BERTopic
BERTopic is a topic modeling technique that leverages state-of-the-art transformer models (like BERT) and a class-based TF-IDF procedure to create dense clusters, resulting in easily interpretable topics while retaining important words in their descriptions. It is currently at version 0.17.4 and actively maintained with regular updates and feature enhancements.
Warnings
- breaking BERTopic models are not guaranteed to be compatible across different versions. When saving and loading models, ensure that the BERTopic version, Python version, and dependency versions (e.g., UMAP, HDBSCAN) are identical to prevent errors or unexpected behavior.
- gotcha The default UMAP algorithm used for dimensionality reduction has a stochastic nature, meaning repeated runs with the same data can yield slightly different topic results.
- gotcha For optimal performance, especially with large documents or when iterating over parameters, it is recommended to pre-calculate embeddings and pass them to BERTopic.
- gotcha By default, BERTopic initializes with an English-optimized embedding model ('all-MiniLM-L6-v2'). For multilingual datasets, you must explicitly specify the language.
- deprecated Support for Python 3.8 was officially dropped with recent BERTopic versions, notably around 0.17.x releases.
Install
-
pip install bertopic -
pip install bertopic[flair,gensim,spacy,use] -
pip install bertopic[vision]
Imports
- BERTopic
from bertopic import BERTopic
Quickstart
from bertopic import BERTopic
from sklearn.datasets import fetch_20newsgroups
# Fetch documents (e.g., 20 newsgroups dataset)
docs = fetch_20newsgroups(subset='all', remove=('headers', 'footers', 'quotes'))['data']
# Initialize and train BERTopic model
topic_model = BERTopic()
topics, probs = topic_model.fit_transform(docs)
# Get information about the frequent topics
topic_info = topic_model.get_topic_info()
print(topic_info.head())

▸ Given information
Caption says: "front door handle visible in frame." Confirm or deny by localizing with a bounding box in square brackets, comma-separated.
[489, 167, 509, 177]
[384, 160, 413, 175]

▸ To do
Print the stretch of the BERTopic page from "- deprecated Support" through "20 newsgroups dataset)", word for word.

▸ Finished answer
- deprecated Support for Python 3.8 was officially dropped with recent BERTopic versions, notably around 0.17.x releases.
Install
-
pip install bertopic -
pip install bertopic[flair,gensim,spacy,use] -
pip install bertopic[vision]
Imports
- BERTopic
from bertopic import BERTopic
Quickstart
from bertopic import BERTopic
from sklearn.datasets import fetch_20newsgroups
# Fetch documents (e.g., 20 newsgroups dataset)